Every entry that follows should be written out again exactly.

##### DATA SUPPLIED #####

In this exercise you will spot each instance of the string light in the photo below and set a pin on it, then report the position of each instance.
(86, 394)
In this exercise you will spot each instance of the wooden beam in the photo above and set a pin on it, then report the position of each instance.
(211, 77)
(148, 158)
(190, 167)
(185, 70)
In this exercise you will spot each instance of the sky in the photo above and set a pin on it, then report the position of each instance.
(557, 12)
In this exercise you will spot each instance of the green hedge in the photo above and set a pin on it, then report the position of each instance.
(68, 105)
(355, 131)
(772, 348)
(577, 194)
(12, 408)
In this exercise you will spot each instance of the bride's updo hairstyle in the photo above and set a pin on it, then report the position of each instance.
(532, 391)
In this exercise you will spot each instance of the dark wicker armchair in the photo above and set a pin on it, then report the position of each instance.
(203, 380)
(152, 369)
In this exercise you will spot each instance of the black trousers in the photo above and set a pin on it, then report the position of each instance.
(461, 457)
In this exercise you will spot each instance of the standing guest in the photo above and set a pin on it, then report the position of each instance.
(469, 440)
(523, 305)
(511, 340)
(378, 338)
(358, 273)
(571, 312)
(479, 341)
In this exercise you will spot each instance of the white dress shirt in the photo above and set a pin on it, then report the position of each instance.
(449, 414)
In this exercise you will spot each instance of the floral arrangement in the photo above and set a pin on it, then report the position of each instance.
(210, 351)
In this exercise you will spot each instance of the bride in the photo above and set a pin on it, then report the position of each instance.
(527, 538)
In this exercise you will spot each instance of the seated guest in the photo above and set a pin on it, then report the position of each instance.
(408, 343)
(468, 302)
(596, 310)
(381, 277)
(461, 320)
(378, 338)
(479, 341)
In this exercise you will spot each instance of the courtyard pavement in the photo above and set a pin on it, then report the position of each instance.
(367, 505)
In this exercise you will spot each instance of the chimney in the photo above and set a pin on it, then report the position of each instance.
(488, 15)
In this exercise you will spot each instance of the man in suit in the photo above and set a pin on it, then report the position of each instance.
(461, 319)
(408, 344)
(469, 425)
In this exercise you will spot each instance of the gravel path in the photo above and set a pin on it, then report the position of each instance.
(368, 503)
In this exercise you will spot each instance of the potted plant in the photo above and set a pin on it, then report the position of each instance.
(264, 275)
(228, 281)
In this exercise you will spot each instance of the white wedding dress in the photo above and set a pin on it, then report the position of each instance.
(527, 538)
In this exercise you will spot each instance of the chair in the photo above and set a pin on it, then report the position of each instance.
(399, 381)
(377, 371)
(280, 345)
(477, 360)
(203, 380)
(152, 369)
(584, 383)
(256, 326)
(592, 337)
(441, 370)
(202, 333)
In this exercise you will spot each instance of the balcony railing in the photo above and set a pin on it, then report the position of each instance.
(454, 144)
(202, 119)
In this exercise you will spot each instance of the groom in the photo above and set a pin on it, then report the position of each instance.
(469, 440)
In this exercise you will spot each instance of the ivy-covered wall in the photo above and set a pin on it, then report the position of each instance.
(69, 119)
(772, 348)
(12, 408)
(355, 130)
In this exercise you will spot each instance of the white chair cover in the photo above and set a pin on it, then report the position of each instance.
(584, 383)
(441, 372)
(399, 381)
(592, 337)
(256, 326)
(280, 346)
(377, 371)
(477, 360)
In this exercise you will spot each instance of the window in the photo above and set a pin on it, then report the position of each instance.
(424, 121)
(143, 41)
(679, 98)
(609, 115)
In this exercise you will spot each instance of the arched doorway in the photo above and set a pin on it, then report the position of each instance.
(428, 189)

#####

RESULT OF THE TASK:
In this exercise you will spot each instance of the string light in the photo below and set a pin on it, then report the position of each instance.
(86, 394)
In this exercise you will spot each instance of the wooden beam in the photo above and set a pin on it, then report the position of each instance.
(211, 77)
(148, 158)
(190, 167)
(185, 70)
In this exercise you will spot each instance of the sky in the photo above and set a pin on it, then report the position of each instance.
(557, 12)
In this exercise you will spot each instance of the green hedge in the photo above and set a pin on it, then report the position of each instance.
(68, 105)
(355, 131)
(772, 348)
(577, 194)
(12, 408)
In this exercise you will spot each instance of the bride's updo hairstyle in the photo above and set a pin on it, then report the position of each instance.
(532, 391)
In this exercise you will spot each instance of the dark wicker armchair in the photo above and set a pin on it, then report the position of each instance.
(203, 380)
(152, 369)
In this exercise you will spot each instance of the black trousers in the photo above and set a pin on it, then report the position of each instance.
(461, 457)
In this exercise you will spot each instance of the standing guest in the photo above and set a pin on it, then report the position of each instance.
(469, 440)
(523, 305)
(511, 340)
(378, 338)
(358, 273)
(571, 312)
(479, 341)
In this exercise you will spot each instance of the white dress shirt in the photo above and set a pin on it, then report the position of each instance.
(449, 414)
In this exercise you will spot each instance of the floral arrangement in the photo above and set a pin on it, then report the position of each instance.
(210, 351)
In this exercise you will spot each instance of the bride in the photo above and set a pin on it, then report the position of each instance.
(527, 538)
In this exercise you will spot each instance of the seated guest in the photo above and set a pin on it, then report the position of each instance.
(408, 343)
(468, 302)
(596, 310)
(381, 277)
(461, 320)
(378, 338)
(479, 341)
In this exercise you will spot each instance of the courtyard pavement in the photo above and set a pin on it, then report the position of each instance.
(367, 505)
In this exercise you will spot each instance of the chimney in the photo above and set a pin on it, then report the position of each instance.
(488, 15)
In this exercise you will spot each instance of the man in suit in the photo above and set a pin on it, then report the position of each instance.
(461, 319)
(408, 344)
(469, 425)
In this exercise you will spot each instance of the gravel path in the photo above and set a pin on it, then report the position of each instance.
(368, 503)
In this exercise you will spot each instance of the potted plant in the photo above and set a pin on it, then report the position of each instance.
(264, 275)
(228, 281)
In this exercise you will spot each instance of the white wedding dress in the photo above and set a pin on it, then report the position of each instance.
(527, 538)
In this exercise you will spot each instance of the chair in the photo above and set a pin on it, then report the position of each instance.
(399, 381)
(377, 371)
(280, 345)
(477, 360)
(203, 380)
(152, 369)
(584, 383)
(256, 326)
(592, 337)
(441, 370)
(202, 333)
In this exercise you will spot each instance of the balcony railing in the photo above and set a pin on it, then report the position of each instance.
(454, 144)
(202, 119)
In this exercise you will spot each instance of the groom in the photo above and set a pin on it, then report the position of each instance.
(469, 440)
In this exercise you will spot each instance of the ivy-covered wall in the photo above and set a pin on it, then report the position of each instance.
(69, 119)
(772, 348)
(12, 408)
(355, 130)
In this exercise you will spot each instance of the white chair cover in the photo above and set a pin on it, then report the position of each instance.
(584, 383)
(441, 372)
(399, 381)
(592, 337)
(256, 326)
(280, 346)
(377, 371)
(477, 360)
In this exercise you will spot each instance of the window in the photo above and set a pin on it, then report the position of each instance.
(424, 121)
(143, 41)
(679, 98)
(609, 115)
In this exercise you will spot each instance of the arched doorway in the photo above and set a pin on it, then report the position of each instance.
(428, 189)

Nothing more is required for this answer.